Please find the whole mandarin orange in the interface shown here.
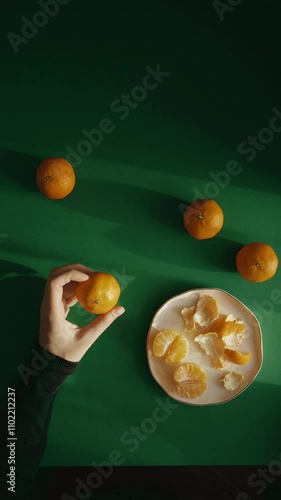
[183,200,224,240]
[36,158,76,200]
[76,272,121,314]
[236,243,278,283]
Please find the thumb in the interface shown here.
[81,306,125,348]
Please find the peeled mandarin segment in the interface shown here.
[164,335,189,365]
[174,363,207,399]
[194,295,219,327]
[224,349,252,365]
[222,372,244,391]
[218,314,245,347]
[194,332,226,370]
[152,330,179,358]
[181,306,196,333]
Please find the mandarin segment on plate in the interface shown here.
[164,335,189,365]
[194,295,219,327]
[152,330,189,365]
[222,372,244,391]
[194,332,226,370]
[216,314,245,347]
[224,349,252,365]
[181,306,196,333]
[152,330,176,358]
[181,295,219,333]
[174,363,207,399]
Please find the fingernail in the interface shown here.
[114,307,125,318]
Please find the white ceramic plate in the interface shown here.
[146,288,263,406]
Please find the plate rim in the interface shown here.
[146,287,263,406]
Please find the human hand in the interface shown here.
[39,264,125,362]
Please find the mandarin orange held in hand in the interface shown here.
[36,158,76,200]
[183,200,224,240]
[236,243,278,283]
[76,272,121,314]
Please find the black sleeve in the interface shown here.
[1,344,78,500]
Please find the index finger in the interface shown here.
[46,269,89,312]
[49,264,95,277]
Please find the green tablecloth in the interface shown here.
[0,0,281,465]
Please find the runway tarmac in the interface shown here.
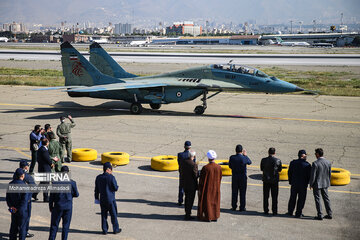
[0,86,360,239]
[0,49,360,66]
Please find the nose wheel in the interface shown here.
[194,105,206,115]
[130,103,143,115]
[194,91,207,115]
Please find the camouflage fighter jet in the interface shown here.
[41,42,304,115]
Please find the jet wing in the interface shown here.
[33,86,83,91]
[64,81,168,92]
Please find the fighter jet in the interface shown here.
[41,42,304,115]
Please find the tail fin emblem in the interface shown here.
[72,62,84,77]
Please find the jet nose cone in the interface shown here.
[295,87,304,92]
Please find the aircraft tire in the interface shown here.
[330,168,351,186]
[130,103,143,115]
[215,160,232,176]
[194,105,205,115]
[150,103,161,110]
[151,155,179,172]
[279,164,289,181]
[101,152,130,166]
[72,148,97,162]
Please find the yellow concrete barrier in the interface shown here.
[330,168,351,186]
[72,148,97,162]
[151,155,179,172]
[215,160,232,176]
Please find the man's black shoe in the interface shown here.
[184,215,195,221]
[26,233,34,238]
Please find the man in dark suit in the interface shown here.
[95,162,121,234]
[6,168,31,240]
[49,166,79,240]
[229,144,251,212]
[260,148,282,216]
[310,148,332,220]
[180,151,198,220]
[37,138,54,202]
[13,160,37,238]
[287,150,311,218]
[178,141,191,206]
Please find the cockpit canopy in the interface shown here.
[212,64,269,78]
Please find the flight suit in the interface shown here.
[6,179,31,240]
[49,180,79,240]
[49,139,63,172]
[288,158,311,217]
[56,119,76,161]
[95,172,119,234]
[229,154,251,211]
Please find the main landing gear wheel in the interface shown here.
[150,103,161,110]
[130,103,142,114]
[194,105,205,115]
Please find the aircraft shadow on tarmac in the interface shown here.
[4,101,266,120]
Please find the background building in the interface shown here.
[114,23,132,35]
[166,21,202,36]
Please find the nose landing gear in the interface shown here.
[194,91,207,115]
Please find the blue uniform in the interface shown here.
[95,172,119,233]
[6,179,31,240]
[37,146,52,202]
[178,150,189,205]
[49,180,79,240]
[288,159,311,217]
[13,173,37,233]
[229,154,251,211]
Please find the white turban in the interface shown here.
[206,150,217,160]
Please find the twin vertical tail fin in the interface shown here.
[60,42,123,86]
[90,42,137,78]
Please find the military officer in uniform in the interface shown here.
[95,162,121,234]
[56,115,76,162]
[13,160,37,238]
[49,166,79,240]
[6,168,31,240]
[177,141,196,206]
[47,132,63,172]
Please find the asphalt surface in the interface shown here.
[0,86,360,239]
[0,49,360,66]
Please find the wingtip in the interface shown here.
[90,42,101,50]
[60,41,74,49]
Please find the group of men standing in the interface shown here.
[30,115,76,173]
[178,141,222,222]
[6,160,79,240]
[178,141,332,221]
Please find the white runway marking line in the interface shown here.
[0,103,360,124]
[0,146,360,195]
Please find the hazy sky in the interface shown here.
[0,0,360,24]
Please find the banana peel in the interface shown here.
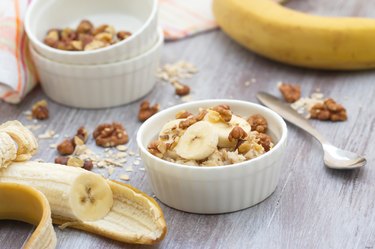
[52,180,167,245]
[213,0,375,70]
[0,121,167,245]
[0,183,56,249]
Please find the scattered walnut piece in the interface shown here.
[172,80,190,96]
[138,100,160,122]
[212,105,232,122]
[247,114,268,133]
[31,99,49,120]
[57,139,75,155]
[117,31,132,41]
[310,98,348,122]
[76,126,89,143]
[228,126,247,142]
[175,110,193,119]
[279,83,301,103]
[55,156,68,165]
[93,122,129,147]
[66,157,84,168]
[256,133,272,152]
[147,140,167,158]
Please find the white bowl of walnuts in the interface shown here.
[25,0,158,65]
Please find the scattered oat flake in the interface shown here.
[116,145,128,151]
[108,166,115,176]
[49,144,57,149]
[120,174,130,181]
[104,159,122,167]
[38,130,55,139]
[181,94,191,102]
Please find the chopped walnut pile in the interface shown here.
[279,83,301,103]
[147,105,273,167]
[31,100,49,120]
[57,126,88,155]
[138,100,160,122]
[44,20,131,51]
[310,98,348,121]
[93,122,129,147]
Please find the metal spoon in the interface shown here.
[257,92,366,169]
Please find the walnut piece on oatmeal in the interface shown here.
[138,100,160,122]
[148,105,273,167]
[247,114,268,133]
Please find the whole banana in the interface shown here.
[213,0,375,70]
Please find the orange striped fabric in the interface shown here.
[0,0,217,103]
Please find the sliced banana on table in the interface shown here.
[0,162,113,221]
[53,180,167,244]
[175,121,219,160]
[0,183,56,249]
[204,115,251,148]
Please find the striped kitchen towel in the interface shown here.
[0,0,217,103]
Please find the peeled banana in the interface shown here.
[0,162,113,221]
[213,0,375,70]
[0,183,56,249]
[0,121,167,245]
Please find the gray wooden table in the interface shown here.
[0,0,375,249]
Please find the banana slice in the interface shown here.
[0,183,56,249]
[0,162,113,221]
[53,180,167,244]
[175,121,218,160]
[204,115,251,148]
[0,120,38,161]
[159,119,185,143]
[0,131,17,168]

##########

EXERCISE OBJECTIVE:
Copy the records starting at the first line and ending at the line that contains "[295,87,304,92]", both included. Keep every request line, increase each bounding-box coordinate in the answers by 71, and omit the pictures.

SOLUTION TO THE EXERCISE:
Please find the whole mandarin orange in the interface shown here.
[254,271,295,311]
[107,229,147,271]
[147,343,192,385]
[307,314,349,354]
Please find the thumb in the interface shown here.
[152,377,196,419]
Please find the peeled mandarin segment in the interface shown here.
[235,406,260,436]
[245,434,278,470]
[265,366,290,398]
[295,420,323,436]
[293,443,315,462]
[289,385,316,418]
[265,403,297,441]
[223,401,250,429]
[252,377,267,404]
Please find the mandarin segment on plate in the interface shown here.
[235,406,260,436]
[265,366,290,398]
[223,401,260,436]
[293,443,315,462]
[265,403,297,441]
[287,385,316,418]
[295,420,323,436]
[252,377,267,404]
[223,401,247,429]
[252,366,290,404]
[245,434,278,470]
Please find the fingernail in the interface shown here.
[185,378,196,389]
Please find the white ceramic plate in the interface shown here.
[217,359,334,477]
Please find the plate rim in the interface shown here.
[217,358,334,477]
Please find the human hand in the interface shown here.
[110,335,196,433]
Please find the mandarin orange held in hand in the interface shown here.
[107,229,147,271]
[254,271,295,311]
[307,314,349,354]
[147,343,192,385]
Please find the black sleeve in the interface shown here.
[72,415,149,571]
Please find the index finger in the interface shown here.
[117,340,160,383]
[120,335,166,348]
Please find the green tablecloth in the interface shown here.
[71,71,352,536]
Please find the runway tarmac in the interface shown here.
[71,157,431,310]
[71,120,431,137]
Please find the nose wheel in the interface shown here.
[265,176,277,186]
[201,174,214,186]
[265,162,278,186]
Please find the camouflage fighter jet in the interface shown here.
[112,113,375,186]
Please find the jet wing in the interface shown here.
[104,157,154,162]
[135,152,239,163]
Please find the fighter jet in the interface shown here.
[112,113,375,186]
Please find the tail fin emblem in the interface shown here.
[143,133,155,148]
Please find the jet nose cone in the interface shown here.
[366,158,375,163]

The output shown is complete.